**Exercise tasks**
#1 Decide whether each statement agrees with the passage on carotenoids in pumpkin and squash: (a) HPLC is an inexpensive way to analyze carotenoids; (b) colorimeters are relatively inexpensive and easy to use; (c) the PIs were purchased from commercial seed producers. For each, answer yes or no and quote the deciding words.
#2 Write the next part of the passage on carotenoids in pumpkin and squash, starting right after its final line.

**Document section**
The broad range in carotenoid types and concentrations among and within Cucurbita species indicates the potential for genetic improvement of these compounds through plant breeding. Accuracy in breeding will require estimates of carotenoid types and their concentrations that are precise enough to distinguish genotypic differences among breeding material. One obstacle is that the extraction and analysis of carotenoid content is time-consuming and expensive. In practical breeding programs, it is not realistic to analyze the carotenoid content of even a small segregating population for selection of genotypes with high levels of carotenoids. An alternative reliable method to estimate carotenoid content and concentration would be beneficial.

High-performance liquid chromatography (HPLC) is used to chemically analyze tissues for carotenoid types and concentrations (Gross, 1991). It is labor-intensive and expensive but a reproducible and highly sensitive process that can separate, identify, purify, and quantify carotenoid levels. In contrast, colorimeters, which objectively measure and describe visible color, are relatively inexpensive and easy to use. The most preferred methods to objectively measure color are the tristimulus Hunter and the CIE L*a*b* systems (Seroczynska et al., 2006). Tristimulus color measurement systems have three color sensors with spectral sensitivity curves similar to that of the human eye and are referred to as color-matching functions (Konica Minolta Photo Imaging, U.S.A., Inc., Mahwah, NJ). These three functions are detected as x, y, and z coordinates, which can be converted into the desired color measurement value system.

Previous studies have correlated color measurement systems with carotenoid content in vegetable crops such as tomato (Arias et al., 2000; D'Souza et al., 1992), sweetpotato (Ameny and Wilson, 1997; Simonne et al., 1993), pepper (Reeves, 1987), and winter-type squash (Francis, 1962; Seroczynska et al., 2006). Interestingly, the authors of these studies differ in their opinions as to how reliable colorimetric analysis would be at estimating carotenoid content and concentrations. If a fair prediction of carotenoid content and concentration could be obtained, this rapid and inexpensive method could be very useful in breeding pumpkins and squash for enhanced carotenoid levels. The objective of this research was to determine if the carotenoid content and concentration of pumpkin and squash (C. moschata and C. pepo) can be correlated with colorimetric analysis using the CIE L*a*b* color value system.

Materials and Methods

Plant material.

An initial selection of 15 C. moschata and 15 C. pepo cultigens (cultivars, heirlooms, and PIs) was made based on subjective descriptions of flesh color with samples representing a range of whites, yellows, and oranges. Cultivars and heirlooms were purchased from commercial seed producers, whereas PIs were obtained from the USDA-ARS North Central (Ames, IA) and Southern (Athens, GA) Regional Plant Introduction Stations.

Field trials.

**Data provided**
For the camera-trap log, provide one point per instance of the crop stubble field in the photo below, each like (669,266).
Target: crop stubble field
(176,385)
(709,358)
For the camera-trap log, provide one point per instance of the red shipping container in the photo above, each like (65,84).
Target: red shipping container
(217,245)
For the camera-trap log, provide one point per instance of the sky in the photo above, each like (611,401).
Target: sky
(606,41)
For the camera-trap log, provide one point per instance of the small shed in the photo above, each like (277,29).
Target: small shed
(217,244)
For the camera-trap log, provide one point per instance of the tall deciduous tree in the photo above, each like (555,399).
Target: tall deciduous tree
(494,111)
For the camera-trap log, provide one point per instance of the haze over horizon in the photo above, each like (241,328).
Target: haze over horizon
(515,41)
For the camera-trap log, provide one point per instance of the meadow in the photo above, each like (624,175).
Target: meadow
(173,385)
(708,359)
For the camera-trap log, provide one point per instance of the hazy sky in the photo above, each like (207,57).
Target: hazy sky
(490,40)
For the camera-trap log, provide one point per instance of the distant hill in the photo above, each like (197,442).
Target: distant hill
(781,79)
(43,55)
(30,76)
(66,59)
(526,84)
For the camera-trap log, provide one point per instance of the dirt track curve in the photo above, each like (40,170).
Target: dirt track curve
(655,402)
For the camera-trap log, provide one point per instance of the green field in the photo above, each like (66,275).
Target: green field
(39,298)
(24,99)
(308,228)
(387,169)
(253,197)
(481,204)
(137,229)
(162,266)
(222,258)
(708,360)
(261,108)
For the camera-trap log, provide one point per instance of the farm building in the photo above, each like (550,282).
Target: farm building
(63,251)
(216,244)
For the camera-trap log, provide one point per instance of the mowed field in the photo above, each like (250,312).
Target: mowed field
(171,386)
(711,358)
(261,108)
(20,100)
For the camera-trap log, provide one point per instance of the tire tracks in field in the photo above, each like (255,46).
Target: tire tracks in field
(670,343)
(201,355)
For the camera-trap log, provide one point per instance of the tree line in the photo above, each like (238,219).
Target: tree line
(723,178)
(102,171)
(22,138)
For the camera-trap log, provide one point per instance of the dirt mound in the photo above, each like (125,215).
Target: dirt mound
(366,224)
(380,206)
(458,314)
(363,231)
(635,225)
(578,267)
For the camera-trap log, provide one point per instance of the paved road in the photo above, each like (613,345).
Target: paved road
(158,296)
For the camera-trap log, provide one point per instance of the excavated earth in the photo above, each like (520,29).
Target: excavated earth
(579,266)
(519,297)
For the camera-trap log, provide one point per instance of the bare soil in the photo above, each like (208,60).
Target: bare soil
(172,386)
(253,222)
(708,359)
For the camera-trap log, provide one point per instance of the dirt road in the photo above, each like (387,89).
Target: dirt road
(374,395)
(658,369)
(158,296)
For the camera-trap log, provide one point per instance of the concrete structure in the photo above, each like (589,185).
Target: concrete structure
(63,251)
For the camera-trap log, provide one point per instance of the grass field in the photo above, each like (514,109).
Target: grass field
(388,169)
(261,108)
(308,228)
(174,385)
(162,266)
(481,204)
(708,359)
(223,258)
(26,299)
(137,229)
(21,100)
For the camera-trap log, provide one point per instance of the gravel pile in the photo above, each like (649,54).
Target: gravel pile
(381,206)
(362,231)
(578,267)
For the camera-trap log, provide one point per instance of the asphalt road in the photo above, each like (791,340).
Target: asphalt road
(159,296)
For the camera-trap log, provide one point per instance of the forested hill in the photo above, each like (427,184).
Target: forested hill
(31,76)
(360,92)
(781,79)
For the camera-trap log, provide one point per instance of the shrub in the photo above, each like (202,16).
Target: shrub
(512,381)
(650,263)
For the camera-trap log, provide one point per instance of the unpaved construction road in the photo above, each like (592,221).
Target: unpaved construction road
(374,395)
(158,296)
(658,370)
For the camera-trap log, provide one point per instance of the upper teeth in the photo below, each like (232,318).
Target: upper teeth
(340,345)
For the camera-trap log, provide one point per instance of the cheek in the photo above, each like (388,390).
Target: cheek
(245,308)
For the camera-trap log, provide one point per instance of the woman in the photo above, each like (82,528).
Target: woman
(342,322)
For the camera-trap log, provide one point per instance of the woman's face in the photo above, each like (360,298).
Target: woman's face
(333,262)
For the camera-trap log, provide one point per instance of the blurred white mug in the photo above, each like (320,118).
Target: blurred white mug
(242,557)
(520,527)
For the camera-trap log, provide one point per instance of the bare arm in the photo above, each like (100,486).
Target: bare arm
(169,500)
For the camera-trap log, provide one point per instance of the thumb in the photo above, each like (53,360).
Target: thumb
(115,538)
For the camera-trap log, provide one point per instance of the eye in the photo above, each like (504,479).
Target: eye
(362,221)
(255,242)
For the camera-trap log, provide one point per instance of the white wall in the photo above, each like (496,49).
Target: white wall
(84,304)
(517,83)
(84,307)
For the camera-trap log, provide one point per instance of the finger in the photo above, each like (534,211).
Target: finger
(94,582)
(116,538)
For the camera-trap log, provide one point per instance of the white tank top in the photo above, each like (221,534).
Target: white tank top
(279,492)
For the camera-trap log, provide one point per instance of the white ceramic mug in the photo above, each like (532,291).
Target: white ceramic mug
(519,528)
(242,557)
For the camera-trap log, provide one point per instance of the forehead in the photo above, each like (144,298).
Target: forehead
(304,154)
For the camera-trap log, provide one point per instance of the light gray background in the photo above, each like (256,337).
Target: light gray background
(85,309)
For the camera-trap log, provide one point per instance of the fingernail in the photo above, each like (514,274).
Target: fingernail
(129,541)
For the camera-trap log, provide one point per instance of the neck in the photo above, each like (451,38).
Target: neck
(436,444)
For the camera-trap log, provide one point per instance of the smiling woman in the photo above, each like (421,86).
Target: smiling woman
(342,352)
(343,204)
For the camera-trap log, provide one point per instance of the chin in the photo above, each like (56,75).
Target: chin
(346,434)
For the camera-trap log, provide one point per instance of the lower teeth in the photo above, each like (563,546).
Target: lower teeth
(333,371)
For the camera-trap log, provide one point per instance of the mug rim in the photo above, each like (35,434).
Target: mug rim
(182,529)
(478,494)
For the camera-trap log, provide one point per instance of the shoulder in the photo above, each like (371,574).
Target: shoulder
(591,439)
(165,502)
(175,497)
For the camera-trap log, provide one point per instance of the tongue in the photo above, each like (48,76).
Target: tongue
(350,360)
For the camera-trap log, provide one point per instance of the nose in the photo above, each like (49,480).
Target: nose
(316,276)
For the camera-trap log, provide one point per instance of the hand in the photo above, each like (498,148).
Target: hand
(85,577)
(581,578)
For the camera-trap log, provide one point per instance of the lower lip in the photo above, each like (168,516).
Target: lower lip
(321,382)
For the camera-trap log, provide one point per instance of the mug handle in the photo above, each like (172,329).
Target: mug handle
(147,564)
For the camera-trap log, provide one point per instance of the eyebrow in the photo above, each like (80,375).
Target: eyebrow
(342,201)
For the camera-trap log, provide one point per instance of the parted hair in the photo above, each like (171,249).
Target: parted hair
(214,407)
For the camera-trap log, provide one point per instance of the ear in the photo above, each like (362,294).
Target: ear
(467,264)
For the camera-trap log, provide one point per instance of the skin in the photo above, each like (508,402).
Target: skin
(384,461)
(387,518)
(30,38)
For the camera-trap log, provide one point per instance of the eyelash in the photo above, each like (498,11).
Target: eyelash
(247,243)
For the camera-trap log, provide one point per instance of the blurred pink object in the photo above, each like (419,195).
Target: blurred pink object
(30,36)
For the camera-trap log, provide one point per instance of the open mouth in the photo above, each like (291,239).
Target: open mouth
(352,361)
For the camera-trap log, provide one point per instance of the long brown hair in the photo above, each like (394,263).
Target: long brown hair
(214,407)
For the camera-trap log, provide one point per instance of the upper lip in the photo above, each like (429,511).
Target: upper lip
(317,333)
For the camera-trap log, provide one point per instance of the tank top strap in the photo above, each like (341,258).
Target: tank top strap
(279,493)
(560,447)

* * *

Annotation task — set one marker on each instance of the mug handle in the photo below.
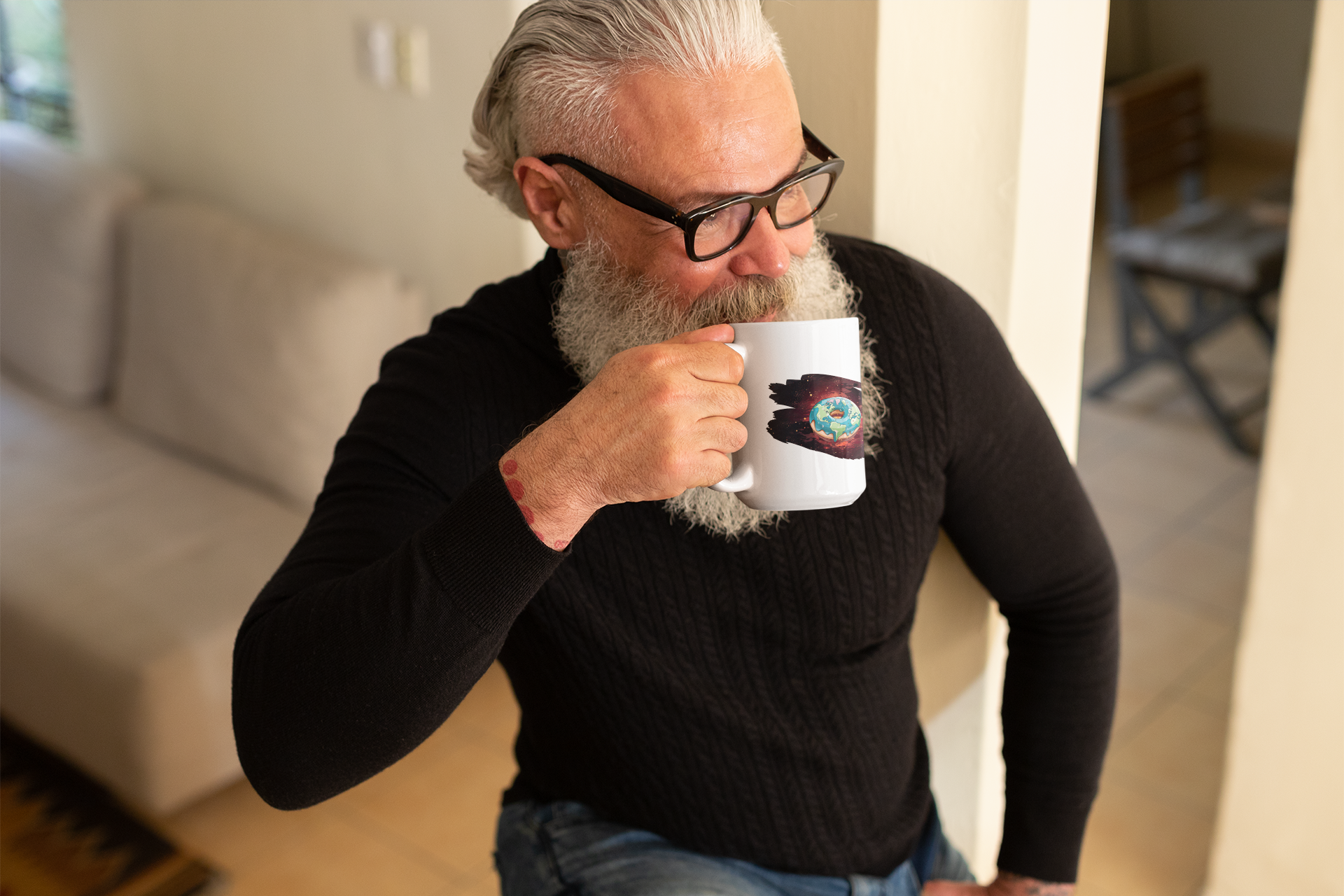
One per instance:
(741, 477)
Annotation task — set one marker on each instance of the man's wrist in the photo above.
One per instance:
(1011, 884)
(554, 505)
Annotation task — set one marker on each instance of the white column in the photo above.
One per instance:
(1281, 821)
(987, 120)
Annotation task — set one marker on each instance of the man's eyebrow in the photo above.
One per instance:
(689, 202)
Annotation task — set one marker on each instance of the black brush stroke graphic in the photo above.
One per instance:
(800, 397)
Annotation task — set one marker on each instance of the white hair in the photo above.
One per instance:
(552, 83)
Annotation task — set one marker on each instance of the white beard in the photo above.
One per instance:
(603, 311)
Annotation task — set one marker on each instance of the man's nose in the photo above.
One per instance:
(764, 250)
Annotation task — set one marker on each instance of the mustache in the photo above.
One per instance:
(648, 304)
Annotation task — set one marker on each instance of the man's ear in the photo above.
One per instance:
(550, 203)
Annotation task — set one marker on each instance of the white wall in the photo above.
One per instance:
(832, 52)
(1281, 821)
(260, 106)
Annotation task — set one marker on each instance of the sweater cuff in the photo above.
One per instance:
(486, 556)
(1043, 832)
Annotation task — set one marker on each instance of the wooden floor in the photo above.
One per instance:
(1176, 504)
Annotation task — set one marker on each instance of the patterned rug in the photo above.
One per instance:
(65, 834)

**Solved tasks**
#1
(a) No: "It is labor-intensive and expensive"
(b) Yes: "colorimeters, which objectively measure and describe visible color, are relatively inexpensive and easy to use"
(c) No: "whereas PIs were obtained from the USDA-ARS North Central (Ames, IA) and Southern (Athens, GA) Regional Plant Introduction Stations"

#2
A preliminary field study was conducted 6 Apr. to 15 June 2007 at the Plant Science Research and Education Center (PSREC) located in Citra, FL, to evaluate and select from the 15 C. moschata and 15 C. pepo cultigens those that would provide a range of white, yellow, and orange flesh color based on colorimetric analysis using the method described subsequently. A randomized complete block design with two replications per cultigen, eight plants per plot, was used. Temperatures recorded by the Florida Automated Weather Network (FAWN) recorded 22 °C average, 38 °C maximum, and 5 °C minimum over the course of the growing season.

From the preliminary study, six C. moschata and five C. pepo cultigens were selected for both colorimetric and HPLC analysis after plantings at two locations, PSREC and the Gulf Coast Research and Education Center (GCREC), Wimauma, FL, during 11 Mar. to 27 June 2008. Temperatures recorded by FAWN were 22 °C average, 33 °C maximum, and 4 °C minimum and 24 °C average, 38 °C maximum, and 22 °C minimum for PSREC and GCREC, respectively. A randomized complete block design with two replications per cultigen, eight plants per plot, was used at each location. Recommended conventional cultural practices and fertility rates for Florida squash were followed for both 2007 and 2008 (Olson and Simonne, 2007).

Colorimetric and high-performance liquid chromatography analysis.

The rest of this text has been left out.